* Выбранный отрывок

Это была необычная личность. Могучая фигура, косая сажень в плечах, бронзовая шея, черные большие глаза на обветренном лице, черная борода, важная походка, в осанке нечто многозначительное. От тридцатипятилетнего настоящего мужчины веяло экзотикой: «Одежда его состояла из красной рубахи, поверх которой набрасывалась красная суконная куртка, роскошно вышитая золотом. Короткие шаровары были подвязаны богатою турецкою шалью, служившею поясом; из ее многочисленных складок выглядывали пистолеты». Ходил Али с тяжелой железной палкой на случай драки, как и поэт.

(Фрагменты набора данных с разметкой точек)
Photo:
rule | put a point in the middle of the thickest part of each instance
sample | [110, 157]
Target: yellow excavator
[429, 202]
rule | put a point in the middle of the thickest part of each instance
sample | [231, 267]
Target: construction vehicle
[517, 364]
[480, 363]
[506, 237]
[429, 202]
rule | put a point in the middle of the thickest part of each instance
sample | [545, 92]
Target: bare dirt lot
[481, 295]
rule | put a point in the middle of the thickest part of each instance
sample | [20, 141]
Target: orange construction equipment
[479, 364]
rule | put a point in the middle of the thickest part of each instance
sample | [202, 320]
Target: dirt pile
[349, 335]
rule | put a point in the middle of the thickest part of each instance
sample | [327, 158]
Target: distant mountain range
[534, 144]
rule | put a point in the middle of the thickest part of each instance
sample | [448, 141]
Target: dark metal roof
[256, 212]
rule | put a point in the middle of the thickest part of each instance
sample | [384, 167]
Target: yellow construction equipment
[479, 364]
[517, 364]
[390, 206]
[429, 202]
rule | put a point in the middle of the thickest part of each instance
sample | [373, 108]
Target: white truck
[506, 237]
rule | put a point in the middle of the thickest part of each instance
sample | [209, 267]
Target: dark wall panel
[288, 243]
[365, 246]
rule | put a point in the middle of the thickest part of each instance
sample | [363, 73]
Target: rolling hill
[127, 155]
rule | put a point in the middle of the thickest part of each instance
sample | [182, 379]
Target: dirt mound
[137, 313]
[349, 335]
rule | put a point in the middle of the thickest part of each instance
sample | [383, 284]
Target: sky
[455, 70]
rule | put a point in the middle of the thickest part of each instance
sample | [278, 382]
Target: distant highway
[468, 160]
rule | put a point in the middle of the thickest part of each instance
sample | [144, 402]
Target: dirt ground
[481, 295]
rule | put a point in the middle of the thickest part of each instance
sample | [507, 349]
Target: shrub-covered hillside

* Что нужно сделать
A – Какая палка была у Али в отрывке об Али и на какой случай он с ней ходил?
B – Продолжите отрывок об Али, начиная сразу после его последнего предложения.
Записи выше — отдельный материал, к отрывку они не относятся.

* Ответы по заданиям
A – Тяжелая железная палка — на случай драки.

B –
Пушкин говорил, что Морали – египтянин, «сын египетской земли» (V.175, 503), и считал, что по африканской крови они друг другу родня. По более поздним данным, Али был полунегр-полумавр из Туниса. Они познакомились в кофейне грека Аспориди, неподалеку от оперного театра. Морали любил там сидеть на бархатном диване вишневого цвета, потягивая дымок из кальяна. По воспоминаниям Липранди, Али часто захаживал в канцелярию графа Воронцова, где у него были кое-какие дела. Любил он и просто поболтать с чиновниками.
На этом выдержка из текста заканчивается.